Extract all lines from the data beneath that include the word "white".

** The data **

= Beginning of Section =

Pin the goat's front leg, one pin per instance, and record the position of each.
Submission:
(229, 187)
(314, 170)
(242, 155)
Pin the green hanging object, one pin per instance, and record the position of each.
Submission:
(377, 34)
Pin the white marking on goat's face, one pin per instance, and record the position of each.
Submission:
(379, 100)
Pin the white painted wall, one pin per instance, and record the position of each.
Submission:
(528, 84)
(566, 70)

= End of Section =
= Beginning of Section =

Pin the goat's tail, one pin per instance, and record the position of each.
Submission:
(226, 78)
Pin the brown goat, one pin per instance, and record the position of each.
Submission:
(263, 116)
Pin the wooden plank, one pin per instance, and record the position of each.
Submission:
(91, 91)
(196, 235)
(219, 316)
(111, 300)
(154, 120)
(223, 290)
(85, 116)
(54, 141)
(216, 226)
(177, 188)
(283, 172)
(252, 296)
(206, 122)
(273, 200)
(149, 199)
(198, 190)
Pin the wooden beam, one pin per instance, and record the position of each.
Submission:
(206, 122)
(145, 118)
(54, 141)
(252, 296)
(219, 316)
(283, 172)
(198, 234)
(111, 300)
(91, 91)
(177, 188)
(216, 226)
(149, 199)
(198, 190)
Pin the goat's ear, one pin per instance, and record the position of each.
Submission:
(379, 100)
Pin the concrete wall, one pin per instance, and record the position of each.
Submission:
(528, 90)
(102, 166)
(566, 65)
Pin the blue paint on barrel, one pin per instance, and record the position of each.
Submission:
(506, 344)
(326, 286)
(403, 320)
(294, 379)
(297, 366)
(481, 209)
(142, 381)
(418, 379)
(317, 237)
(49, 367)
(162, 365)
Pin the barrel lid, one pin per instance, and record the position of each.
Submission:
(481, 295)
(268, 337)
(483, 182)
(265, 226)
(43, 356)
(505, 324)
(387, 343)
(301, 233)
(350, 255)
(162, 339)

= End of Section =
= Beginning of Section =

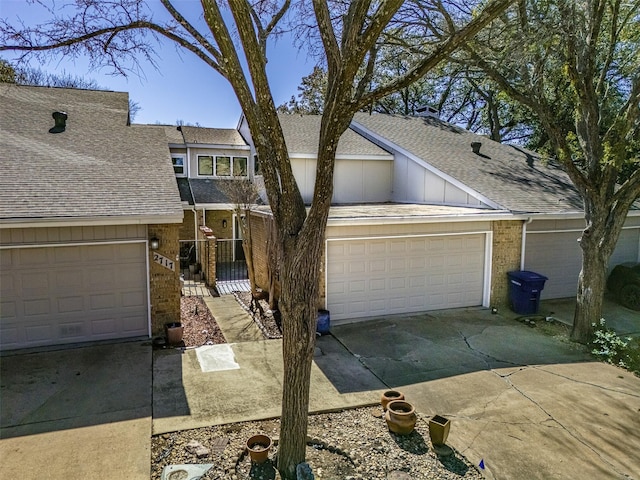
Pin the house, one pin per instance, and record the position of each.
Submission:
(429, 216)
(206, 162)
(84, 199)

= End of Section =

** Result of this exercise **
Pin the white marking on goat's face, one pin per instance, and record the position of each.
Pin the white painted wall, one pin per instance, and record the position of each.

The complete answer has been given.